_Exercise_:
Continue the forum thread about whether 0.999... equals 1 from its last post.

0.999999... = 1?

What the fuck. Why is that true. They got different numbers in them.

>>119

Someone clearly has no idea what infinity means.

>>120

Exactly what I was thinking. Sorry >>119, please understand limits and infinity and whatnot.

>>119

Haha, I just realized how much of an idiot >>119 really is.

>>It can be described as a limit LIM(n -> infinity)[.99~~]-> 1 where n is the decimal places

That's actually correct, but he thinks that's an argument against .999~ = 1.

Guess what?  "LIM(n -> infinity)[.99~~]-> 1 where n is the decimal places" is exactly the same as .999~.  This equals 1.  Congratulations, now go back to high school math.

1 is better than 0.999... because 0.999... has to converge to be 1, but 1 doesn't have to converge to be itself.

>>124
0.999... doesnt have to converge to be 1.  It IS 1 already.

>>125
Exactly. 0.999... IS 1, there's no fucking limits or convergence involved here. So stop saying that, you goddamn idiots. The convergence of a limit is a tool to prove that this decimal expansion is correct, but it doesn't actually have anything to do with the expansion.

Well then what you are doing is starting with 1 and then partitioning it indefinitely, not starting with 0.9 then adding 0.09 then adding 0.009 and so on to magically create 1 without benefit of limit.  You cheater.

I can't believe this thread is still going on. 0.9999... = 1

The End

now this is very simple:
0.999999999....=0.9999999999...
1=1

simple mathematics

if 1 = .999...999
then .999...999 = .999...998
then .999..998 = .999..997
...
then .999...067 = .999...066
then 1 = .999...066
then 1 = .999...XXXXXXXXXXXXXXXXXX

etc.
so if 1/infinity doesn't matter at all, like the notation 1 = .999... indicates, then an infinite number of infinities wouldn't matter. Thus, if 1 = .999..., then 1 = .5, or anything else.


CORRECT ANSWER AHEAD:
1 does not equal .999...
But in all practical mathematics useage, they both work the same, and can be interchanged. But they are NOT the same.

It's not cause it's getting rounded off to a higher number?

It's not that complicated.

_Information shown_:

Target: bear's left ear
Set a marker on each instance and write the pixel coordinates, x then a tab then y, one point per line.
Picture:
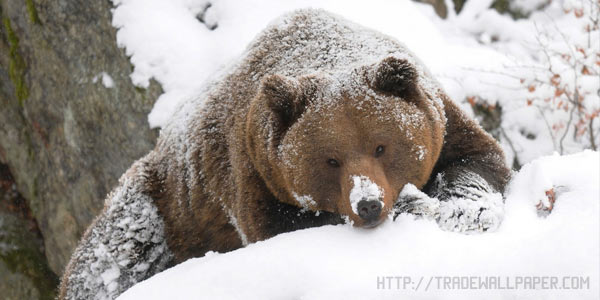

_The answer_:
 .9999~ = .9999~ while 1=1.

Ok, let's get serious here. 0.999... = 1. An "easy" way to see it, that does not involve any of the proofs shown above, is this:

Theorem: 0.999... = 1

Proof: Let R be the set of real numbers. R is know to be an Dedekind-complete ordered field. Since R is a field, addition and multiplication are defined with their usual properties; since a field is a group under addition, it follows that R is an ordered group, and therefore it defines an uniform structure. An uniform structure is complete, and therefore for every two members a,b in R, there exist infinite members (denoted by s) s such that a < s < b. Since there is no real number s such that 0.999... < s < 1, it follows that 0.999... = 1. QED

The idea behind the math: if two numbers are different, one can always find a number in between them. You cannot find a number in between 0.999... and 1. Therefore, 0.999... = 1

PS: (1 + 0.999...)/2 does NOT does the trick; if you evaluate the division correctly, you find 0.999... once again.

very good. i'm impressed.

>>133

Following that logic
1 = .999...
and
.999...9 = .999...8

therefore 1 = .999...8
But the number .999...9 is between 1 and .999...8
So 1 can't = .999...8
But if A = B and B = C, but A does not = C, then there has to be a problem with the logic system, no?

Exactly.

>>133
0.999~<1

fix'd

Well, the reason that there's nothing between 0.999... and 1 is because 0.999... gets infinitely close to 1, ie the limiting value is 1.  It doesn't have to follow that 0.999... means the same thing as 1.

>>135
Fuck you're stupid. Writing .999...8 makes no sense. You can't tack an 8 on the end, THERE IS NO END. STAB YOURSELF IN THE FUCKING FACE PLEASE KTHX, GOD YOU IDIOTS PISS ME OFF.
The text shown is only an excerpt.